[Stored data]
*** Begin section ***

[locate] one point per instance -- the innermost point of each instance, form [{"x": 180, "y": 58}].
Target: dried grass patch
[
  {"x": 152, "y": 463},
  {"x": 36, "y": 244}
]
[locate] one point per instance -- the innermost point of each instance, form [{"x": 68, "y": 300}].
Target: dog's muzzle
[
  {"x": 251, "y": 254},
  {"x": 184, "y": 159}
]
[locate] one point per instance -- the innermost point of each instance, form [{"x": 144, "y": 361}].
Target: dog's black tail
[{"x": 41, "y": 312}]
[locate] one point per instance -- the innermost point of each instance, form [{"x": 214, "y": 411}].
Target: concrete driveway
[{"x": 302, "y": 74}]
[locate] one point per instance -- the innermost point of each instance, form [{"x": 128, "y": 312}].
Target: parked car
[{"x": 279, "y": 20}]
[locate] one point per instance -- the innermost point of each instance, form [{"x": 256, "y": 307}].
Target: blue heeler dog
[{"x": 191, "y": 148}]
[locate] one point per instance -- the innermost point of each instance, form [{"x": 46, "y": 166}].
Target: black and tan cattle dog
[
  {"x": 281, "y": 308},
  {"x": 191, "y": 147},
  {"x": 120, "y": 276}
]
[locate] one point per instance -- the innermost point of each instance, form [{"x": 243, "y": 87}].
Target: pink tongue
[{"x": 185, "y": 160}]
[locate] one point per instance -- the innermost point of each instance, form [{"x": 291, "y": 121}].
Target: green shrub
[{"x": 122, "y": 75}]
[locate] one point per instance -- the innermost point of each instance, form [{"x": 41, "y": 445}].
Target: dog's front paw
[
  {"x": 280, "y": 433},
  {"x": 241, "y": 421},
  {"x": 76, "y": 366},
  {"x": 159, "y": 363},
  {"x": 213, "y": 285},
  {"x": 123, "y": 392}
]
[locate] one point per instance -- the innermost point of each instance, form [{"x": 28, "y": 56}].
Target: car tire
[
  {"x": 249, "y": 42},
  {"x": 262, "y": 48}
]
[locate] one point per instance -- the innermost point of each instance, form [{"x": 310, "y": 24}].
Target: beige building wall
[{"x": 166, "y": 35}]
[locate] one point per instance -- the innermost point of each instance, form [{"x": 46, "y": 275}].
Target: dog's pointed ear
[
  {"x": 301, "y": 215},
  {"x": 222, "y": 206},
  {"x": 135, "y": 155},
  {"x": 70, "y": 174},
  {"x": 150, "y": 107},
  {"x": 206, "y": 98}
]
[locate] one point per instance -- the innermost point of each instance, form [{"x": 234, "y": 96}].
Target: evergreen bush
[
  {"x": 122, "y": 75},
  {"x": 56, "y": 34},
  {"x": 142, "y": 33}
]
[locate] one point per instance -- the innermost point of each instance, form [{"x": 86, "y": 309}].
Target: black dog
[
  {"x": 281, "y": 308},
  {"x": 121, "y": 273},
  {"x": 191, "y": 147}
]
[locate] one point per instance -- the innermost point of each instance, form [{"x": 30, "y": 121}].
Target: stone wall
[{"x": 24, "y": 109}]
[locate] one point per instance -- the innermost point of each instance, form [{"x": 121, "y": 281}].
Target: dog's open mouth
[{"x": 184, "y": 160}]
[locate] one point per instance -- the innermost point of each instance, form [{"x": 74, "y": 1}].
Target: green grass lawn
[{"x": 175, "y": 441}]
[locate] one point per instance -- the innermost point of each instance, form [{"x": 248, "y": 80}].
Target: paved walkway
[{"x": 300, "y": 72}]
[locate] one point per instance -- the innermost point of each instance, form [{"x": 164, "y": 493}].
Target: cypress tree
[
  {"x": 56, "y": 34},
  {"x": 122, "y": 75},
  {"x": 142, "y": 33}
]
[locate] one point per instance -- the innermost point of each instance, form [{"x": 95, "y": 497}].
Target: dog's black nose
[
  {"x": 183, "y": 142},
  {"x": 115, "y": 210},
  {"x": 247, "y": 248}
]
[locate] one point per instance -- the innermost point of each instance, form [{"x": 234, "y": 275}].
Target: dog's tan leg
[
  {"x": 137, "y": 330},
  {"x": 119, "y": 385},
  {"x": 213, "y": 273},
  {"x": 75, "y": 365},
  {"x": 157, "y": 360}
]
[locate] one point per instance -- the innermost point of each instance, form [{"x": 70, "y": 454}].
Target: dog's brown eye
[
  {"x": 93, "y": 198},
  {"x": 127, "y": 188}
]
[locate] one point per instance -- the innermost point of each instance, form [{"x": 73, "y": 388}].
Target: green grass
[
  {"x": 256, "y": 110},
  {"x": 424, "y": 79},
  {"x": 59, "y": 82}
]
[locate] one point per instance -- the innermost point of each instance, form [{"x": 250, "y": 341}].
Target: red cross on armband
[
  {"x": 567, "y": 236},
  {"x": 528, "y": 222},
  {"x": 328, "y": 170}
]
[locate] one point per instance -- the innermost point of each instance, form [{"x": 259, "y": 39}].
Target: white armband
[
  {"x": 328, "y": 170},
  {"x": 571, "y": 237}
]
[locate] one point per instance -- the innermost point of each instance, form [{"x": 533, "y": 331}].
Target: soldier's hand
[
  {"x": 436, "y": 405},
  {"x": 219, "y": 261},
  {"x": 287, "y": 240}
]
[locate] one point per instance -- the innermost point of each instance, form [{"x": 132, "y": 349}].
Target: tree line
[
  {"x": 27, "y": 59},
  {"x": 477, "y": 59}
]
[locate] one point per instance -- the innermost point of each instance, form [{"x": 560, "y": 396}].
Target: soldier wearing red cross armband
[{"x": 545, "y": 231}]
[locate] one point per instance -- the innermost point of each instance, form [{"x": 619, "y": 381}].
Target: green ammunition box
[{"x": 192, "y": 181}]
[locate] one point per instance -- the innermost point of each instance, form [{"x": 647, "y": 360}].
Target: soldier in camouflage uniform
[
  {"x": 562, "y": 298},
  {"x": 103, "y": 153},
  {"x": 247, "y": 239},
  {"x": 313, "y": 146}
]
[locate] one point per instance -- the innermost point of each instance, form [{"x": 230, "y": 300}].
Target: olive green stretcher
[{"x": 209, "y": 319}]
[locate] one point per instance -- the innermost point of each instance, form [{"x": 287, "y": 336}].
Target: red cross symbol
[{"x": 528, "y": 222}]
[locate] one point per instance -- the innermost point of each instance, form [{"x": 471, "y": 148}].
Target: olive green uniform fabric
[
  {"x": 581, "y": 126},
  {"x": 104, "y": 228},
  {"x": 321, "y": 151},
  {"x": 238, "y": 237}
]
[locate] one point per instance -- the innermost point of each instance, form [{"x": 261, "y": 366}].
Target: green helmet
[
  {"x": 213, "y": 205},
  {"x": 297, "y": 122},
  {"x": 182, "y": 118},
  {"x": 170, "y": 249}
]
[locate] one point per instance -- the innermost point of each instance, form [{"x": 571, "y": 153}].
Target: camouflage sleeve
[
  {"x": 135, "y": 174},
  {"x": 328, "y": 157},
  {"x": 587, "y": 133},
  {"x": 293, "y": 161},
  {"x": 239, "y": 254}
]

*** End section ***

◆ WHAT IS NEEDED ◆
The data above should be copied out with complete accuracy.

◆ RESPONSE FOR THIS EXERCISE ◆
[locate] one point per instance -- the innermost point of each instance, form [{"x": 180, "y": 58}].
Target: dried grass patch
[
  {"x": 152, "y": 463},
  {"x": 36, "y": 244}
]
[locate] one point per instance -- the innermost point of each instance, form [{"x": 68, "y": 300}].
Target: dog's muzzle
[
  {"x": 251, "y": 254},
  {"x": 184, "y": 159}
]
[locate] one point per instance -- the innermost point of each instance, form [{"x": 144, "y": 361}].
Target: dog's black tail
[{"x": 41, "y": 312}]
[locate] one point per instance -- the innermost point of each instance, form [{"x": 214, "y": 411}].
Target: concrete driveway
[{"x": 302, "y": 74}]
[locate] one point per instance -- the innermost point of each instance, form [{"x": 128, "y": 312}].
Target: parked car
[{"x": 279, "y": 20}]
[locate] one point per instance -- the innermost point of each instance, form [{"x": 256, "y": 307}].
Target: blue heeler dog
[{"x": 191, "y": 148}]
[locate] one point per instance -- the innermost point of each instance, form [{"x": 46, "y": 166}].
Target: black and tan cattle dog
[
  {"x": 281, "y": 308},
  {"x": 191, "y": 147},
  {"x": 120, "y": 276}
]
[locate] one point per instance -- the innermost point of each instance, form [{"x": 243, "y": 87}].
Target: pink tongue
[{"x": 185, "y": 160}]
[locate] one point per instance -- the innermost point of each instance, form [{"x": 291, "y": 121}].
Target: green shrub
[{"x": 122, "y": 75}]
[locate] one point per instance -- the innermost point of each instance, form [{"x": 41, "y": 445}].
Target: dog's front paw
[
  {"x": 280, "y": 433},
  {"x": 241, "y": 421},
  {"x": 76, "y": 366},
  {"x": 159, "y": 363},
  {"x": 213, "y": 285},
  {"x": 123, "y": 392}
]
[locate] one point per instance -- the innermost point of each instance, form [{"x": 28, "y": 56}].
Target: car tire
[
  {"x": 249, "y": 42},
  {"x": 262, "y": 48}
]
[locate] one point per instance -- the innermost point of each instance, form [{"x": 310, "y": 24}].
Target: beige building wall
[{"x": 166, "y": 35}]
[locate] one point per instance -- the innermost point of each instance, form [{"x": 46, "y": 275}].
Target: dog's pointed ear
[
  {"x": 301, "y": 215},
  {"x": 222, "y": 206},
  {"x": 135, "y": 155},
  {"x": 70, "y": 174},
  {"x": 150, "y": 107},
  {"x": 206, "y": 98}
]
[locate] one point per instance -- the innermost point of each instance, form [{"x": 234, "y": 96}].
Target: evergreen bush
[
  {"x": 122, "y": 75},
  {"x": 56, "y": 34},
  {"x": 142, "y": 33}
]
[locate] one point per instance -- the innermost point of each instance, form [{"x": 86, "y": 309}].
Target: black dog
[
  {"x": 281, "y": 308},
  {"x": 121, "y": 273},
  {"x": 191, "y": 147}
]
[locate] one point per instance -- the innermost point of each instance, form [{"x": 30, "y": 121}].
Target: stone wall
[{"x": 24, "y": 109}]
[locate] one point per instance -- the innermost point of each instance, form [{"x": 121, "y": 281}].
Target: dog's open mouth
[{"x": 184, "y": 160}]
[locate] one point per instance -- the innermost point of each instance, form [{"x": 74, "y": 1}].
Target: green grass lawn
[{"x": 175, "y": 441}]
[locate] one point per instance -- the innermost point of each instance, form [{"x": 248, "y": 80}].
Target: paved walkway
[{"x": 300, "y": 72}]
[locate] one point per instance -- the innermost point of each instance, form [{"x": 164, "y": 493}].
Target: cypress tree
[
  {"x": 56, "y": 34},
  {"x": 122, "y": 75},
  {"x": 142, "y": 33}
]
[locate] one point per instance -- the innermost point of each instance, form [{"x": 95, "y": 497}].
Target: dog's black nose
[
  {"x": 183, "y": 142},
  {"x": 115, "y": 210},
  {"x": 247, "y": 248}
]
[locate] one point per instance -- the innermost point of each instance, form [{"x": 234, "y": 275}].
Target: dog's tan leg
[
  {"x": 137, "y": 330},
  {"x": 119, "y": 385},
  {"x": 213, "y": 273},
  {"x": 75, "y": 365},
  {"x": 157, "y": 360}
]
[locate] one point per instance -- the innermost point of each instance, form [{"x": 70, "y": 454}].
Target: dog's brown eye
[
  {"x": 93, "y": 198},
  {"x": 127, "y": 188}
]
[locate] one point per instance -- the innermost point of each instance, form [{"x": 73, "y": 388}].
Target: green grass
[
  {"x": 256, "y": 110},
  {"x": 424, "y": 79},
  {"x": 59, "y": 82}
]
[locate] one point per instance -- the innermost point of each instance, form [{"x": 250, "y": 341}].
Target: red cross on armband
[
  {"x": 567, "y": 236},
  {"x": 528, "y": 222},
  {"x": 328, "y": 170}
]
[locate] one point per instance -- the innermost point of each instance, form [{"x": 259, "y": 39}].
Target: white armband
[
  {"x": 328, "y": 170},
  {"x": 571, "y": 237}
]
[locate] one point per instance -- the innermost point of each instance, form [{"x": 533, "y": 331}].
Target: soldier's hand
[
  {"x": 436, "y": 405},
  {"x": 219, "y": 261},
  {"x": 287, "y": 240}
]
[locate] one point per instance -- the innermost point of each instance, form [{"x": 132, "y": 349}].
Target: tree line
[
  {"x": 27, "y": 59},
  {"x": 477, "y": 59}
]
[locate] one point per instance -- the innermost point of each instance, form [{"x": 560, "y": 396}].
Target: soldier wearing red cross armband
[{"x": 545, "y": 231}]
[locate] one point per instance -- the innermost point of each instance, form [{"x": 619, "y": 381}].
Target: green ammunition box
[{"x": 192, "y": 181}]
[locate] one point per instance -- the innermost point of each instance, form [{"x": 647, "y": 360}].
Target: soldier in camouflage uniform
[
  {"x": 562, "y": 298},
  {"x": 103, "y": 153},
  {"x": 247, "y": 239},
  {"x": 313, "y": 146}
]
[locate] one point per instance -- the innermost point of each instance, form [{"x": 230, "y": 300}].
Target: olive green stretcher
[{"x": 209, "y": 319}]
[locate] one point per instance -- the innermost point of each instance, form [{"x": 287, "y": 336}].
Target: red cross symbol
[{"x": 528, "y": 222}]
[locate] one point per instance -- the innermost point of each instance, form [{"x": 471, "y": 148}].
Target: olive green uniform fabric
[
  {"x": 581, "y": 126},
  {"x": 104, "y": 228},
  {"x": 321, "y": 151},
  {"x": 238, "y": 237}
]
[locate] one point per instance -- the innermost point of each instance, form [{"x": 261, "y": 366}].
Target: green helmet
[
  {"x": 213, "y": 205},
  {"x": 297, "y": 122},
  {"x": 182, "y": 118},
  {"x": 170, "y": 249}
]
[locate] one point per instance -- the innermost point of each instance, form [{"x": 571, "y": 153}].
Target: camouflage sleeve
[
  {"x": 135, "y": 174},
  {"x": 328, "y": 157},
  {"x": 587, "y": 133},
  {"x": 293, "y": 161},
  {"x": 239, "y": 254}
]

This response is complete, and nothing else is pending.